Daftar Tugas =
[1] Salin tanpa perubahan sepenggal naskah pidato tentang budaya Sunda di bawah ini: mulailah pada kata-kata yang memuat "Nilai-nilai budaya sunda merupakan", lalu berhenti setelah "pidato tentang nilai-nilai budaya sunda.".
[2] Lanjutkan naskah pidato tentang budaya Sunda di bawah ini, dimulai sesudah kalimat terakhirnya.

Teks yang Diberikan =
________________________________________

Naskah Pidato Tentang Nilai-Nilai Budaya Sunda

Nilai-nilai budaya sunda merupakan salah satu budaya local yang harus dipelihara dan dipertahankan. Keberadaannya menjadi salah satu petunjuk untuk mencapai kehidupan harmoni baik kaitannya hubungan dengan dirinya sendiri, sesama manusia, alam dan Tuhan. Nilai-nilai ini terlukiskan dalam berbagai ungkapan budaya sunda yang diwariskan secara turun menurun baik melalui kakawihan, babasa, nasihat, dan sebagainya. Selengkapnya naskah pidato tentang nilai-nilai budaya sunda. 
Assalamualaikum Warahmatullahi Wabarakatuh 
Hadirin yang berbahagia 
Pada kesempatan kali ini izinkanlah saya menyampaikan tentang nilai-nilai budaya sunda. Sebagai orang yang mendiami tanah jawa barat tentunya kita akan bertemu dengan nilai-nilai budaya sunda yang menghiasi setiap denyut nadi kehidupan masyarakat. Nilai-nilai ini diwariskan secara turun temurun oleh para generasi tua terhadap generasi muda. Diantaranya melalui bentuk kakawihan, permainan tradisional, dongeng dan sebagainya. 
Indonesia adalah negeri yang kaya akan budaya, istilah kerennya adalah multikultur. Negeri ini dibangun oleh kekayaan budaya dari sabang sampai merauke. Dalam setiap budaya terkandung begitu banyak nilai yang mengatur tata kehidupan masyarakat. Berkaitan dengan budaya sunda sendiri, didalamnya terkandung banyak nilai yang mengatur tata kehidupan diantaranya adalah yang mengatur hubungan manusia dengan dirinya sendiri, dengan sesama manusia, alam dan hubungan terhadap Tuhan.

________________________________________

Baris dataset tentang letak objek
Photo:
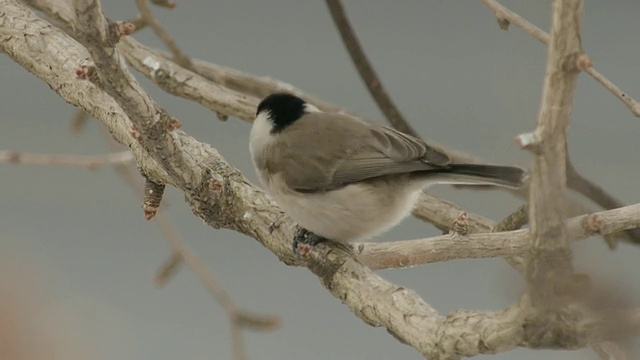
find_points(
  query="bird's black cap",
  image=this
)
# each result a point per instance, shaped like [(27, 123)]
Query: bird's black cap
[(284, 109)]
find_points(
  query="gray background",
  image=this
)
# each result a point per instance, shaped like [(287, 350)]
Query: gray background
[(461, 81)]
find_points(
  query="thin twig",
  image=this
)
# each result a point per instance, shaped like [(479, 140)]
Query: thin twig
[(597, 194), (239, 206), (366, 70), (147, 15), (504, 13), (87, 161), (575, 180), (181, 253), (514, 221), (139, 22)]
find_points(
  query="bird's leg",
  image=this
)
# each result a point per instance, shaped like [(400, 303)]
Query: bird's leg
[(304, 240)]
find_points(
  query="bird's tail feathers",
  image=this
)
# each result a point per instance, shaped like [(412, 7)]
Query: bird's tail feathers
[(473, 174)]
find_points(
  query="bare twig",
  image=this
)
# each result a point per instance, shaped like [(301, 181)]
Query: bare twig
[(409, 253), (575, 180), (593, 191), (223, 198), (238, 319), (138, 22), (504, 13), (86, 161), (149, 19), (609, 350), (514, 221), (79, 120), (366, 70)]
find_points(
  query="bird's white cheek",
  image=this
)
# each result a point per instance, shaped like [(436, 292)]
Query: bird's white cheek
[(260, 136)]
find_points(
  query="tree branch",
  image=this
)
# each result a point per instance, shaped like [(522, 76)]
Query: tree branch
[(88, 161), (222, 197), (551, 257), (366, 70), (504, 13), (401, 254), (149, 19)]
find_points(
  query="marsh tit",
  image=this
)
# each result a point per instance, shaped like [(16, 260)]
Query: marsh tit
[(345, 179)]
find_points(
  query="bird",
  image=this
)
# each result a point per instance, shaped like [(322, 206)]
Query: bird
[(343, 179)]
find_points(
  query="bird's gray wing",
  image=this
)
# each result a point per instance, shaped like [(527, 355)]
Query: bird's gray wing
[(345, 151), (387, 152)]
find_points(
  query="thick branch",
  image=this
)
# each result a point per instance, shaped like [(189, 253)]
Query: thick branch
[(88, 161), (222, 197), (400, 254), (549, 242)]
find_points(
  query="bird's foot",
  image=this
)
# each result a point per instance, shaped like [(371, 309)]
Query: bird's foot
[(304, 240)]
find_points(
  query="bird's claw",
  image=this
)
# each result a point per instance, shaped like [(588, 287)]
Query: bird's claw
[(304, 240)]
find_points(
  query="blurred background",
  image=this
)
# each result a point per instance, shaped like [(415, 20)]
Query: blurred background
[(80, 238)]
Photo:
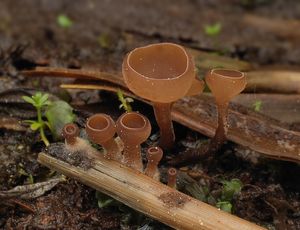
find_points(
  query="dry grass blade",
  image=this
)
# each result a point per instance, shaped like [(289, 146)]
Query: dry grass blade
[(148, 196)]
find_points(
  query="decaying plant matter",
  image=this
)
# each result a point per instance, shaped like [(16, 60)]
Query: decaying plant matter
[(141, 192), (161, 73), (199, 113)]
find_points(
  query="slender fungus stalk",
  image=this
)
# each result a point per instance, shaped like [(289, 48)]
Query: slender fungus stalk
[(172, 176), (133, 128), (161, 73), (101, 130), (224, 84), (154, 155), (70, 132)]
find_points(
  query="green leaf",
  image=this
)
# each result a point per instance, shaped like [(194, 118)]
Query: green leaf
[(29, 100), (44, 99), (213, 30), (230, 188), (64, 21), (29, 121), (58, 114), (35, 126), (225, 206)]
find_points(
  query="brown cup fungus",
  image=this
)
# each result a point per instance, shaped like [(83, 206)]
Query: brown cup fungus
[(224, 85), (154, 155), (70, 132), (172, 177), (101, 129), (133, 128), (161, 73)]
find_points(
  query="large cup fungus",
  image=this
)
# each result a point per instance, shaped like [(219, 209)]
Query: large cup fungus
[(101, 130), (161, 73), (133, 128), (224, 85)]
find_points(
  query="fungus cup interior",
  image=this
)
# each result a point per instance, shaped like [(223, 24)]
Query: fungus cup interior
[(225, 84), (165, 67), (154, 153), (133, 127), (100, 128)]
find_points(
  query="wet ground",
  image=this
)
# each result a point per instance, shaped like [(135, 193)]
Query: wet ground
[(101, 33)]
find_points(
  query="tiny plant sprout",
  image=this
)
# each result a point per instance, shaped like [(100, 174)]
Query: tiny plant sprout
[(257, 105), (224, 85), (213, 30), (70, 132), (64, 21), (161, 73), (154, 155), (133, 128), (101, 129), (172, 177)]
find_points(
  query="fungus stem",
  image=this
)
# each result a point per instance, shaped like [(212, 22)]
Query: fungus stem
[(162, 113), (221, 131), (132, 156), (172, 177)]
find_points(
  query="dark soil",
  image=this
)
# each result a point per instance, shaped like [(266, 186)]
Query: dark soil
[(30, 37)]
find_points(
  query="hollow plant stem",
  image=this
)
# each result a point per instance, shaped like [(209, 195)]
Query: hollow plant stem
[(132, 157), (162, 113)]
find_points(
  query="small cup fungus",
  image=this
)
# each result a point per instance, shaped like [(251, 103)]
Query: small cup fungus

________________________________________

Hasil Tugas =
[1]
Nilai-nilai budaya sunda merupakan salah satu budaya local yang harus dipelihara dan dipertahankan. Keberadaannya menjadi salah satu petunjuk untuk mencapai kehidupan harmoni baik kaitannya hubungan dengan dirinya sendiri, sesama manusia, alam dan Tuhan. Nilai-nilai ini terlukiskan dalam berbagai ungkapan budaya sunda yang diwariskan secara turun menurun baik melalui kakawihan, babasa, nasihat, dan sebagainya. Selengkapnya naskah pidato tentang nilai-nilai budaya sunda.

[2]
 Dalam penelitiannya, Guru besar Universitas Pendidikan Indonesia Sunaryo Kartadinata mengatakan bahwa esensi nilai budaya sunda adalah tuntutan orang sunda untuk menjalani kehidupan dan penghidupan dalam hubungannya dengan Tuhan, hubungan manusia dengan pribadi, hubungan manusia dengan sesama manusia, dan hubungan manusia dengan alam. 
Pada intinya nilai-nilai budaya sunda menuntun dan mengajarkan masyarakat sunda untuk hidup damai berkaitan dengan hubungan dengan dirinya sendiri, dengan sesama manusia, dengan alam dan dengan Tuhan.
Bisa dipahami bahwa nilai-nilai budaya sunda menuntun masyarakatnya untuk membangun relasi yang harmonis dalam setiap aspek bidang kehidupan. Harmoni menjadi istilah yang lekat dengan nilai-nilai budaya sunda, maknanya melebihi dari apa yang sering diartikan orang sebagai kedamaian, melainkan sebuah keselarasan hidup sesuai dengan nilai baik dan benar dalam pandangan yang telah disepakati secara umum.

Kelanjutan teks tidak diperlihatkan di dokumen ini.